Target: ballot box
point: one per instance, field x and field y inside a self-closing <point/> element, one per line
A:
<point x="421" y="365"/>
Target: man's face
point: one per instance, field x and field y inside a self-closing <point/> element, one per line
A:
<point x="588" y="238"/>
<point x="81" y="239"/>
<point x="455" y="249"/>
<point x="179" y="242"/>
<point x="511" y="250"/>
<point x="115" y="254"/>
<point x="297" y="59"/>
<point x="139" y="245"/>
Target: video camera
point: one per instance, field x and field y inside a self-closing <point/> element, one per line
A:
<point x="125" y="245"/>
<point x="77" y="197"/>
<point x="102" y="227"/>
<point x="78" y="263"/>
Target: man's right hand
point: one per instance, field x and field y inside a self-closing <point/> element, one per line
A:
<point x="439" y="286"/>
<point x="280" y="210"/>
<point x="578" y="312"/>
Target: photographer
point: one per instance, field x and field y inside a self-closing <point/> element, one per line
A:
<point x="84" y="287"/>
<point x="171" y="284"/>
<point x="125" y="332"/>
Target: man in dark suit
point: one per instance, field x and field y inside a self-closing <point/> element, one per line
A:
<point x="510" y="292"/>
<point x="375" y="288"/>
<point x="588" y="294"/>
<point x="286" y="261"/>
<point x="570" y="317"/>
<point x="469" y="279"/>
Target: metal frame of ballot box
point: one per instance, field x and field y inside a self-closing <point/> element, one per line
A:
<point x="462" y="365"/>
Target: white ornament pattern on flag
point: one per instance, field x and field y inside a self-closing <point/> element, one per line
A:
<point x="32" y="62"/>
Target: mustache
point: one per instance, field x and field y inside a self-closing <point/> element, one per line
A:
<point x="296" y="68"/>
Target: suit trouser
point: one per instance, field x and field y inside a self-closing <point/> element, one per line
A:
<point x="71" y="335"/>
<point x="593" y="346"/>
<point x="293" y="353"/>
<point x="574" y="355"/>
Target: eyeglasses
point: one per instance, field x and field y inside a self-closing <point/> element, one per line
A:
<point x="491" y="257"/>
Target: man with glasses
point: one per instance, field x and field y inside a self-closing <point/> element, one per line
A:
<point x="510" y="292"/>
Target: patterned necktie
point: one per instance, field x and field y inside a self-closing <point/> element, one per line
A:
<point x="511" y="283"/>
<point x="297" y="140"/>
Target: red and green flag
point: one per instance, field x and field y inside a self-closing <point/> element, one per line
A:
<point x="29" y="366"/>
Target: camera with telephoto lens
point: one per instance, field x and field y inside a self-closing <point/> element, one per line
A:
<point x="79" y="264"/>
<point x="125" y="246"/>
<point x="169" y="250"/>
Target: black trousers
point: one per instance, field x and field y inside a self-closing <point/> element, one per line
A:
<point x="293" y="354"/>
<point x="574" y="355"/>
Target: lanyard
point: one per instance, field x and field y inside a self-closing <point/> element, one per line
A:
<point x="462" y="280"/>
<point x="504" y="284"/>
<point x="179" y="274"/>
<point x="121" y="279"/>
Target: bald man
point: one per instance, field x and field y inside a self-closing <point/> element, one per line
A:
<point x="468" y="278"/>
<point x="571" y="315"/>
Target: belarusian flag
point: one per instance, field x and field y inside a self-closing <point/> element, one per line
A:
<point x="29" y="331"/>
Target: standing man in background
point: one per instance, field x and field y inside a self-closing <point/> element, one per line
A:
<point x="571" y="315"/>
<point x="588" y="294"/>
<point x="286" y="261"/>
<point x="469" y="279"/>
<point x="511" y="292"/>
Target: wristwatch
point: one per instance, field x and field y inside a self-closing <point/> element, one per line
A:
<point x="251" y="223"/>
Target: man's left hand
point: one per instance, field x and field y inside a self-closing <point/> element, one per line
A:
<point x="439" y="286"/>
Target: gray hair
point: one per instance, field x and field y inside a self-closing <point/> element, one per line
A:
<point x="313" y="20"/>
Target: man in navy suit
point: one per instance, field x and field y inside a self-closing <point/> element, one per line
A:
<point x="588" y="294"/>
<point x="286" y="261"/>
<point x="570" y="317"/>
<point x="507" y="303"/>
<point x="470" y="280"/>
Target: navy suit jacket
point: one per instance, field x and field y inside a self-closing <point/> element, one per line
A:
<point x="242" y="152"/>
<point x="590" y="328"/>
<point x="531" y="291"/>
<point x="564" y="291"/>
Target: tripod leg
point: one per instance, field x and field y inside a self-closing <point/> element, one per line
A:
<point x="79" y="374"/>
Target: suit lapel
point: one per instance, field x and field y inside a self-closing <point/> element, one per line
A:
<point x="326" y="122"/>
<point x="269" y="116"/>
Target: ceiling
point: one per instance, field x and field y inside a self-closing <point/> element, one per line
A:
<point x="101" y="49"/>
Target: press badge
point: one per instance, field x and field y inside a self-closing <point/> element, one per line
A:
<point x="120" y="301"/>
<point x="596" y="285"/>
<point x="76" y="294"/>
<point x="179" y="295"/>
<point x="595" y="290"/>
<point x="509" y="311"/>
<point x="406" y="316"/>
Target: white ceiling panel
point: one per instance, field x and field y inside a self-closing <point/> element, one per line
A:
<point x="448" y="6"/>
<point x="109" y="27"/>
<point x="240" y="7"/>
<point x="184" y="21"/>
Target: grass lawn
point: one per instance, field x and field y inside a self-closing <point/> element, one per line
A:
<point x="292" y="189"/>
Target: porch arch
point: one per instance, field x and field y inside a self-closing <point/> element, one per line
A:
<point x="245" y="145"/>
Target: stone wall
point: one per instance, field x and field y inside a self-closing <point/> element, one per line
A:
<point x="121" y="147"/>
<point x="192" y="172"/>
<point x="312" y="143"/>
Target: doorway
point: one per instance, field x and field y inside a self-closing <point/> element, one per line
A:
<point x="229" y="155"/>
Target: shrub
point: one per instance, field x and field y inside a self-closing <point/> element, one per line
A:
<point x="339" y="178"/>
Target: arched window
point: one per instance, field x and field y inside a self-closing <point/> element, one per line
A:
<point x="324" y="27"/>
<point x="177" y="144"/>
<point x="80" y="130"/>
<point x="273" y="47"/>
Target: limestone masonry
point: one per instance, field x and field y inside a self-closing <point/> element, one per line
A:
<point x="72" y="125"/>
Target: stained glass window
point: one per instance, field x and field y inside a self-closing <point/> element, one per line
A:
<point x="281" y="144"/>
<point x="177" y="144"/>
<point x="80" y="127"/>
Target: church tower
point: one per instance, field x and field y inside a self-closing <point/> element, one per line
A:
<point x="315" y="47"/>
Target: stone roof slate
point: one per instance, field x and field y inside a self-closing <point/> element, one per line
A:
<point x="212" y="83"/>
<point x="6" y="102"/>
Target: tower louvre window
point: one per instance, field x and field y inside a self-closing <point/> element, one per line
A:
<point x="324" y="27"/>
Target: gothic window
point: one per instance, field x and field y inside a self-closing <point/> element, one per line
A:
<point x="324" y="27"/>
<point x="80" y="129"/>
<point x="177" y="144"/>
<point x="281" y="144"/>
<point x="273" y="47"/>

Task goal:
Return the line that contains "Target: limestone masonry" along with every line after it through the end of the entries, exactly, adding nothing.

Result of this task:
Target: limestone masonry
point: one per instance, field x and field y inside a self-closing <point/> element, one per line
A:
<point x="72" y="125"/>
Target: stained glass window
point: one per instance, field x and field y inside a self-closing <point/> element, one per line
A:
<point x="281" y="144"/>
<point x="177" y="144"/>
<point x="80" y="127"/>
Target: church tower
point: one per instance, field x and field y inside a self-closing <point/> element, one per line
A:
<point x="315" y="47"/>
Target: stone roof slate
point: one per instance, field x and field y inside a self-closing <point/> element, one per line
A:
<point x="212" y="83"/>
<point x="6" y="102"/>
Target: tower louvre window
point: one per instance, field x and field y inside a self-closing <point/> element, one per line
A:
<point x="324" y="27"/>
Target: gothic window
point: one per instance, field x and field y inside a self-closing <point/> element, one per line
A:
<point x="324" y="27"/>
<point x="80" y="129"/>
<point x="177" y="144"/>
<point x="281" y="144"/>
<point x="273" y="47"/>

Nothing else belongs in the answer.